Only those lines running from the line that contains "For each instance of the car tail" through the end of the material are to be written out, each exactly as shown.

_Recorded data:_
= = = = =

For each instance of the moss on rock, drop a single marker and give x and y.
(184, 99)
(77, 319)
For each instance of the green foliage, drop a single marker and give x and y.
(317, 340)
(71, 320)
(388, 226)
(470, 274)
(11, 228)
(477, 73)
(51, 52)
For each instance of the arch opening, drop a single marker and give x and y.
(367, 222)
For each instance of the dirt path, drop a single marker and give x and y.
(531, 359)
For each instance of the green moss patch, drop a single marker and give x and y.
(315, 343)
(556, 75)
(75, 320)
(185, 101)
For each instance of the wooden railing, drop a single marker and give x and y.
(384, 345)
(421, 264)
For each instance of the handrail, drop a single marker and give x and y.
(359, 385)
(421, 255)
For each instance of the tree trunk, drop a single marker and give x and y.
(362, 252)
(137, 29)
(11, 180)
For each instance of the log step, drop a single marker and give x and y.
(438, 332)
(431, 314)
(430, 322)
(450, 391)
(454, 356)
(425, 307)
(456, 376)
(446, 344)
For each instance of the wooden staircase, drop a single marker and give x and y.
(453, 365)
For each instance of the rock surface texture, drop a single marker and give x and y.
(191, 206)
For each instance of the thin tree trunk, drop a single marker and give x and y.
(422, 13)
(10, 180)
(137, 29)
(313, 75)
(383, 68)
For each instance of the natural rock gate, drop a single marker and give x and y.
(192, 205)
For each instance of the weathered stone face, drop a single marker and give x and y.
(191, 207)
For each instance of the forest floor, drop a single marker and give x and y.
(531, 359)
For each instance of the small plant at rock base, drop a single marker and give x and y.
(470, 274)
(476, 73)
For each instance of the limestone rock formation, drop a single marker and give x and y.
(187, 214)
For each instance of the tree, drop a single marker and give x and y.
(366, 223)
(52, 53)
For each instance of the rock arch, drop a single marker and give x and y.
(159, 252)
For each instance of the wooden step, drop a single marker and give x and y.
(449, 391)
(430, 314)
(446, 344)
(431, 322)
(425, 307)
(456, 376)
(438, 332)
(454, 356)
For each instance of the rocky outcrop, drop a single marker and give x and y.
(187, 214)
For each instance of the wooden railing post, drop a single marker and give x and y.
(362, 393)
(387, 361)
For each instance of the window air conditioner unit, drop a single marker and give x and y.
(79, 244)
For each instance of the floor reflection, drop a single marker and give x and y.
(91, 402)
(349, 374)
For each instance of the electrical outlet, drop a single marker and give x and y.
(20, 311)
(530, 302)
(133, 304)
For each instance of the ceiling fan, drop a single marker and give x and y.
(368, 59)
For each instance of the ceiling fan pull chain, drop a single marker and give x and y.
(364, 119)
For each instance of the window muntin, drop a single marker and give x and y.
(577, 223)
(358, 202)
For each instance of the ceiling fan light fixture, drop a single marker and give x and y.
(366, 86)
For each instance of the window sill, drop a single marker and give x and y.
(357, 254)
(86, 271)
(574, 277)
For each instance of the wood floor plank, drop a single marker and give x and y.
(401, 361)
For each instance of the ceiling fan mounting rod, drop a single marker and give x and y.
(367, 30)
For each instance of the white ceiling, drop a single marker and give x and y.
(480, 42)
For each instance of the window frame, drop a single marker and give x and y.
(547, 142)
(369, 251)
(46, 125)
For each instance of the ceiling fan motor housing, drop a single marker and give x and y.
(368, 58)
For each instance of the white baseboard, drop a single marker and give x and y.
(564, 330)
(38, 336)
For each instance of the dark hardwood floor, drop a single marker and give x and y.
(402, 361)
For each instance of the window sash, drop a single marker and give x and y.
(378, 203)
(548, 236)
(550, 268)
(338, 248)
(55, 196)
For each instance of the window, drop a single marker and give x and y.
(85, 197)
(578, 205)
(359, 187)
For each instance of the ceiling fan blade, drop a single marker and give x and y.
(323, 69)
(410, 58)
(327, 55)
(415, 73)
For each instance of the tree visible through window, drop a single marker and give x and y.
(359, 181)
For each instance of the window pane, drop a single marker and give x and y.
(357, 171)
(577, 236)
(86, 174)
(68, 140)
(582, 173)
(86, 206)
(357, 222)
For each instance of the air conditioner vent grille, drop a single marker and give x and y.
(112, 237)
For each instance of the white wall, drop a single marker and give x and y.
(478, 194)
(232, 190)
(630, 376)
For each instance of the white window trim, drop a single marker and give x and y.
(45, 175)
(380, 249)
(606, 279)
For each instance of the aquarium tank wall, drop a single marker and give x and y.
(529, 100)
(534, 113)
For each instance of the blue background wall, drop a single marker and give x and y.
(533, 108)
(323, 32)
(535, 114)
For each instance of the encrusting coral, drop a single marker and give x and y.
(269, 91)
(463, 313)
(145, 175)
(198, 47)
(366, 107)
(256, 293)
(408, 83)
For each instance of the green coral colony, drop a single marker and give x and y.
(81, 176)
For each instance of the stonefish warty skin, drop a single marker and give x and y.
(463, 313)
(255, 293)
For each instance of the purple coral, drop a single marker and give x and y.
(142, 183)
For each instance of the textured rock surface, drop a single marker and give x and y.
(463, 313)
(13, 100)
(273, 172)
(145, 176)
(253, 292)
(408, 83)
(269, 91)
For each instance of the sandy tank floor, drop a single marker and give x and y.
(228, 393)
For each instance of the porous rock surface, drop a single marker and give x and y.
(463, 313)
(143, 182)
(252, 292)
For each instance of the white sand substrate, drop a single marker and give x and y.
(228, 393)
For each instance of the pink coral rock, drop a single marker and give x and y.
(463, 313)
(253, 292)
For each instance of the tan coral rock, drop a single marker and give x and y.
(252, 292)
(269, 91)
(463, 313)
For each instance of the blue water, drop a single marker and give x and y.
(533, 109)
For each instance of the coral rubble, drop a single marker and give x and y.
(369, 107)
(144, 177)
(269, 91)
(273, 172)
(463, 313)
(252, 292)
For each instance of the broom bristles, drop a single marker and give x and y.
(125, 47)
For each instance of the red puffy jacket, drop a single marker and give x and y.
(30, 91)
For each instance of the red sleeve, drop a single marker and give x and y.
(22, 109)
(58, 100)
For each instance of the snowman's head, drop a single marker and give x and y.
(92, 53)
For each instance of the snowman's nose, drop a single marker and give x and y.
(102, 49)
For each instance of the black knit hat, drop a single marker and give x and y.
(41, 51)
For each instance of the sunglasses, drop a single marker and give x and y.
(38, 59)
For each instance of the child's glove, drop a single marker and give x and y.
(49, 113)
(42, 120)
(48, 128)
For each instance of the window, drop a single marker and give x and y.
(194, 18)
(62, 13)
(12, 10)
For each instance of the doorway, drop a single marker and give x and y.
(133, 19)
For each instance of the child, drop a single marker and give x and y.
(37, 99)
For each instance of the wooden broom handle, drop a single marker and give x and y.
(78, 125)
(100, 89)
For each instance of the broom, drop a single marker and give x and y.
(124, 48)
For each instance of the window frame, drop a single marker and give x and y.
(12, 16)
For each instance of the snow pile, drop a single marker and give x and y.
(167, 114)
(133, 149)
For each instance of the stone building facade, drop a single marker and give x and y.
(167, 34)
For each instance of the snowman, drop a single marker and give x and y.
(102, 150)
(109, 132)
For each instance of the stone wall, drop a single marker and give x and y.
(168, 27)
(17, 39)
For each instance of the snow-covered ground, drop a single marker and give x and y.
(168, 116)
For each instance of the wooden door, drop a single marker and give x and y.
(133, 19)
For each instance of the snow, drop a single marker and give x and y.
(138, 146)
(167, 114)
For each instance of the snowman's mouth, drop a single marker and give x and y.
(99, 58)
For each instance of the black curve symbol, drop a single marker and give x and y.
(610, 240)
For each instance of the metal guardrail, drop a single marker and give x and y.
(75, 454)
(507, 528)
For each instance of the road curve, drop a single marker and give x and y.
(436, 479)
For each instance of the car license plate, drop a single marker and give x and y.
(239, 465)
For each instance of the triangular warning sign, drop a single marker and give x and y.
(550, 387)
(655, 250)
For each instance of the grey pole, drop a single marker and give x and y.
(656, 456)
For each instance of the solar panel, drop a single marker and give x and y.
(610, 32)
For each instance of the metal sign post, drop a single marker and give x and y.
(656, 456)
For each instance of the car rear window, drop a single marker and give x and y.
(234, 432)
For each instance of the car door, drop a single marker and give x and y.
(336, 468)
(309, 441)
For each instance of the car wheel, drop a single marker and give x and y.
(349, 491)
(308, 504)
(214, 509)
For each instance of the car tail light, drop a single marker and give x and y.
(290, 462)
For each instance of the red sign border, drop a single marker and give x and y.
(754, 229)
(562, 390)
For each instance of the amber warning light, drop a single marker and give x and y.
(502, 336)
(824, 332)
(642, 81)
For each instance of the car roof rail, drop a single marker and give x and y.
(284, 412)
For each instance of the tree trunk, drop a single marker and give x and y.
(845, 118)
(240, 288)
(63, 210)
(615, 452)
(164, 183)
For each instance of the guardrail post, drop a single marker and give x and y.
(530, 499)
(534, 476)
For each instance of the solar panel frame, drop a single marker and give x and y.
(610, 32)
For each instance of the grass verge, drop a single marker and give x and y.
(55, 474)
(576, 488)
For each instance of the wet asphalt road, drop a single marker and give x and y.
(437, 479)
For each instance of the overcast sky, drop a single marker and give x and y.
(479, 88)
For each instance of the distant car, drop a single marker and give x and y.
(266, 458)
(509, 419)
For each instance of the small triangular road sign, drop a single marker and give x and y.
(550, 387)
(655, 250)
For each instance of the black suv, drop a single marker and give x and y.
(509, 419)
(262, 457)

= = = = =

_EXERCISE ANSWER:_
For each instance of the car tail light, drop a single marker and give x and y.
(290, 462)
For each instance of the red sign border, drop a single marker and give x and y.
(754, 229)
(562, 390)
For each instance of the amber warning light, drop a single marker and give x and y.
(502, 336)
(824, 332)
(642, 81)
For each instance of the car roof rail, drop a single marker and give x and y.
(284, 412)
For each instance of the tree trunk, drop a single marker and give x and y.
(845, 118)
(240, 288)
(63, 210)
(615, 452)
(164, 183)
For each instance of the guardrail post, drop a single marker and give x and y.
(530, 499)
(534, 476)
For each instance of the solar panel frame, drop a single marker and give x and y.
(610, 32)
For each instance of the grass verge, drop a single marker and give x and y.
(55, 474)
(576, 488)
For each instance of the wet asphalt road, drop a single marker and give x and y.
(437, 479)
For each instance of the overcast sky, drop a single marker and give x and y.
(479, 88)
For each instance of the distant car, drop a single marker and give x and y.
(266, 458)
(509, 419)
For each instance of the small triangular road sign, drop a single marker and give x and y.
(550, 387)
(655, 250)
For each instance of the black suv, drop a single marker and give x and y.
(509, 419)
(262, 457)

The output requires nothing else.